**Recorded data**
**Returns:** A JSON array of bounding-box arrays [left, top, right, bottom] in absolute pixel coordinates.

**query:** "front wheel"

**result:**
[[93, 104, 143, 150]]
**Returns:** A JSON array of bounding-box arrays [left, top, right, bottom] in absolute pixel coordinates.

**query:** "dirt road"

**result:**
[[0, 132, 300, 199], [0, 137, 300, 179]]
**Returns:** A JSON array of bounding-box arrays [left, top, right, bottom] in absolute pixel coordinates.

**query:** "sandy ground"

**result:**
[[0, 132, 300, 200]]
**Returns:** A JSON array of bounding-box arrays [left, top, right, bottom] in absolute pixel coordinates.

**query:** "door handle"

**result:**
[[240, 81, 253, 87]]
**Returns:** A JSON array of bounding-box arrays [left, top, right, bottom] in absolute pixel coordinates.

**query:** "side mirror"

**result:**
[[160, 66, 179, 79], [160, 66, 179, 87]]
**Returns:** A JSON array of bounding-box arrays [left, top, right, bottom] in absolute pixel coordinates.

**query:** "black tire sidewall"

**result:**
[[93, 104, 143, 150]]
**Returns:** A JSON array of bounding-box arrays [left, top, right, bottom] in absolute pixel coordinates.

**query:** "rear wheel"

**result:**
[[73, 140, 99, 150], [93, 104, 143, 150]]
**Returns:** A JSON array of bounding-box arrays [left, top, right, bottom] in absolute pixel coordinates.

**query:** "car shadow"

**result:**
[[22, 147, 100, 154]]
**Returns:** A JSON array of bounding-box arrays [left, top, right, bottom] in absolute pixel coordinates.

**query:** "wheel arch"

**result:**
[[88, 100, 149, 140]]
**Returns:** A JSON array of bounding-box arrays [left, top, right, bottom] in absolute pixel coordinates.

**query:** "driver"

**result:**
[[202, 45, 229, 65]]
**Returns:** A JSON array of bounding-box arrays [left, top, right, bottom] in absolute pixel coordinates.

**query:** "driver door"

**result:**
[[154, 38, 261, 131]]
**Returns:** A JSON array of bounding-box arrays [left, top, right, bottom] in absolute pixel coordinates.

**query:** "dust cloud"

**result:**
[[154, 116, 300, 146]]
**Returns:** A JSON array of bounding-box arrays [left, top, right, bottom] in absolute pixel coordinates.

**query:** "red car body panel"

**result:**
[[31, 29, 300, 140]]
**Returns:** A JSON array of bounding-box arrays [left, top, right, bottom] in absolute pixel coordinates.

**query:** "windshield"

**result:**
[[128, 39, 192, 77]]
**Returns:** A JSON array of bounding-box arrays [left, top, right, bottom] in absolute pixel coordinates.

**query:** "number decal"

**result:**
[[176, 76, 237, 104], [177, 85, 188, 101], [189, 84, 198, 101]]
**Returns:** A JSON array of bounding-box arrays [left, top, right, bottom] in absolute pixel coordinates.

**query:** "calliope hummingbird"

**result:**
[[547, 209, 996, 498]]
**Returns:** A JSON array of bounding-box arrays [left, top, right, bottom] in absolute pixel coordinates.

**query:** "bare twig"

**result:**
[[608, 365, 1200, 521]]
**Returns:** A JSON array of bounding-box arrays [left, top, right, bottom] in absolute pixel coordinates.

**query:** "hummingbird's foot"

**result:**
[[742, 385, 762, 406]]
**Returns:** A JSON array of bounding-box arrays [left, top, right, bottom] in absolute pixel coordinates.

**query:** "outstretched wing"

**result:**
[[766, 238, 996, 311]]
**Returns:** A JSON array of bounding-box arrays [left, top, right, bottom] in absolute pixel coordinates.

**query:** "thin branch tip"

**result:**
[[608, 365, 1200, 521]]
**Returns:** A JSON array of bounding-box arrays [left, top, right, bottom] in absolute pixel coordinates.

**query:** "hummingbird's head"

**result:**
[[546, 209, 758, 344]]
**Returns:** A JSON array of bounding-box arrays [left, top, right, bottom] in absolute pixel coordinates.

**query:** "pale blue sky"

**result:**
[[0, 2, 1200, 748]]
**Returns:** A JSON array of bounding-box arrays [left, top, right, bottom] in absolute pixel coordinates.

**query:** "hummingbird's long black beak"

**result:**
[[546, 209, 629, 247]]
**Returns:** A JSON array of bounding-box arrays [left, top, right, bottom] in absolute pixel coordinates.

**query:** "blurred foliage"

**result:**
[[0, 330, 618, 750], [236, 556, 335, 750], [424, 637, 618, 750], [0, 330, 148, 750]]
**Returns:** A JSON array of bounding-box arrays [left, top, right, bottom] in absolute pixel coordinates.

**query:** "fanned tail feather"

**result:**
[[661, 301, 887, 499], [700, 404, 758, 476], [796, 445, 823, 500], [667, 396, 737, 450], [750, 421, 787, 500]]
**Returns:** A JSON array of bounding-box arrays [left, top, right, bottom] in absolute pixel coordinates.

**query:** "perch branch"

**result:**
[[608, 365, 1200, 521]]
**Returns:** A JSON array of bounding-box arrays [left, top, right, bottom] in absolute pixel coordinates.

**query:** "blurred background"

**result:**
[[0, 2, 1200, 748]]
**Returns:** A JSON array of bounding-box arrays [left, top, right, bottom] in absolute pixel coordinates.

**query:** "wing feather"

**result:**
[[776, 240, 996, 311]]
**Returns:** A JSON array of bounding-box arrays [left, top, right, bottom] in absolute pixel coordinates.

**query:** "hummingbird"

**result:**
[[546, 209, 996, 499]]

**Instruction**
Copy all of the rows above over again, word for word, with nothing changed.

**Answer to this problem**
**Returns:** A JSON array of bounding-box arrays [left, top, right, bottom] in absolute pixel coordinates.

**query:** "front wheel"

**result:**
[[93, 104, 143, 150]]
**Returns:** A JSON array of bounding-box arrays [left, top, right, bottom] in absolute pixel coordinates.

**query:** "dirt road"

**result:**
[[0, 132, 300, 199], [0, 137, 300, 179]]
**Returns:** A JSON array of bounding-box arrays [left, top, right, bottom] in absolute pixel coordinates.

**query:** "sandy ground"

**result:**
[[0, 132, 300, 200]]
**Returns:** A JSON array of bounding-box arrays [left, top, right, bottom] in absolute pixel coordinates.

**query:** "door handle"

**result:**
[[240, 81, 253, 87]]
**Returns:** A JSON array of bounding-box arrays [left, top, right, bottom] in absolute pixel coordinates.

**query:** "side mirror"

**result:**
[[160, 66, 179, 79], [160, 66, 179, 87]]
**Returns:** A JSON array of bounding-box arrays [left, top, right, bottom] in absolute pixel coordinates.

**query:** "black tire sidewall"

**result:**
[[93, 104, 143, 150]]
**Returns:** A JSON array of bounding-box arrays [left, top, right, bottom] in absolute pixel coordinates.

**query:** "rear wheel"

**result:**
[[73, 140, 99, 150], [93, 104, 143, 150]]
**Returns:** A JSON array of bounding-box arrays [left, top, right, bottom] in absolute pixel coordinates.

**query:** "car shadow"

**result:**
[[22, 147, 100, 154]]
**Returns:** A JSON array of bounding-box arrays [left, top, right, bottom] in absolute pixel coordinates.

**query:** "wheel arch"

**result:**
[[88, 100, 149, 140]]
**Returns:** A JSON array of bounding-box arrays [left, top, right, bottom] in absolute pixel coordinates.

**query:** "driver"

**result:**
[[202, 45, 229, 65]]
**Returns:** A JSON array of bounding-box arrays [left, top, right, bottom] in absolute pixel coordinates.

**query:** "driver door"

**result:**
[[154, 38, 261, 131]]
**Returns:** A JSON array of bounding-box arrays [left, top, right, bottom] in absolute pixel coordinates.

**query:** "dust cloud"

**result:**
[[154, 116, 300, 146]]
**Returns:** A JSON array of bounding-box arrays [left, top, right, bottom] in absolute pixel coordinates.

**query:** "red car body panel"

**result:**
[[31, 29, 300, 140]]
**Returns:** A JSON array of bounding-box arrays [left, top, right, bottom] in absolute pixel coordinates.

**query:** "windshield"

**result:**
[[128, 39, 192, 77]]
**Returns:** A JSON array of bounding-box arrays [left, top, right, bottom] in absolute pixel coordinates.

**query:** "number decal"

**result:**
[[176, 76, 237, 104], [177, 85, 188, 101], [189, 84, 198, 101]]
**Returns:** A JSON array of bounding-box arrays [left, top, right, bottom] in absolute pixel coordinates.

**query:** "calliope hummingbird"

**result:**
[[547, 209, 996, 498]]
**Returns:** A JSON array of bounding-box arrays [left, top, right, bottom] in absolute pixel coordinates.

**query:** "bare twig"

**result:**
[[608, 365, 1200, 521]]
**Returns:** A JSON array of bounding-box arrays [left, top, right, bottom] in absolute pixel coordinates.

**query:** "hummingbird's foot"

**result:**
[[742, 385, 762, 406]]
**Returns:** A JSON array of bounding-box arrays [left, top, right, bottom] in absolute pixel coordinates.

**query:** "outstretched wing"

**result:**
[[766, 238, 996, 311]]
**Returns:** A JSON array of bounding-box arrays [left, top, right, bottom] in absolute pixel coordinates.

**query:** "thin branch tip"

**result:**
[[608, 365, 1200, 521]]
**Returns:** A JSON array of bounding-box arrays [left, top, right, bottom] in absolute pixel coordinates.

**query:** "hummingbird's head"

**result:**
[[546, 209, 758, 344]]
**Returns:** A JSON array of bounding-box arrays [left, top, right, bottom] in absolute pixel coordinates.

**query:** "pale blue sky"

**result:**
[[0, 2, 1200, 748]]
**Returns:** A JSON array of bounding-box arrays [left, top, right, bottom] in absolute pixel coordinates.

**query:** "hummingbird's long black beak"

**result:**
[[546, 209, 629, 247]]
**Returns:** A JSON array of bounding-box arrays [left, top, right, bottom] in absolute pixel coordinates.

**query:** "blurred foliage"

**result:**
[[0, 330, 618, 750], [236, 556, 335, 750], [424, 637, 618, 750], [0, 330, 148, 750]]
**Returns:** A JSON array of bounding-box arrays [left, top, right, bottom] in absolute pixel coordinates.

**query:** "fanned tail feather"

**result:**
[[661, 301, 887, 499], [700, 404, 758, 476], [796, 445, 823, 500], [667, 396, 737, 450], [750, 421, 787, 500]]
**Returns:** A JSON array of bounding-box arrays [left, top, right, bottom] in absolute pixel coordinates.

**query:** "perch branch"

**result:**
[[608, 365, 1200, 521]]
**Returns:** A JSON array of bounding-box arrays [left, top, right, bottom] in absolute pixel coordinates.

**query:** "blurred background"

**result:**
[[0, 2, 1200, 748]]
**Returns:** A JSON array of bounding-box arrays [left, top, right, bottom] in absolute pixel coordinates.

**query:** "wing feather"

**result:**
[[776, 240, 996, 311]]
**Returns:** A JSON array of bounding-box arrays [left, top, right, bottom] in absolute pixel coordinates.

**query:** "hummingbird"

**result:**
[[546, 209, 996, 499]]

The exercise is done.